EXERCISE DETAILS: Please copy the listing below word for word, line by line.

╭─ DATA FOR THIS EXERCISE

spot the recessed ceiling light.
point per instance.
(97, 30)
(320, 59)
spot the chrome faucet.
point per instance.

╰─

PROBLEM SOLUTION:
spot the recessed ceiling light.
point per instance.
(97, 30)
(320, 59)
spot the chrome faucet.
point per instance.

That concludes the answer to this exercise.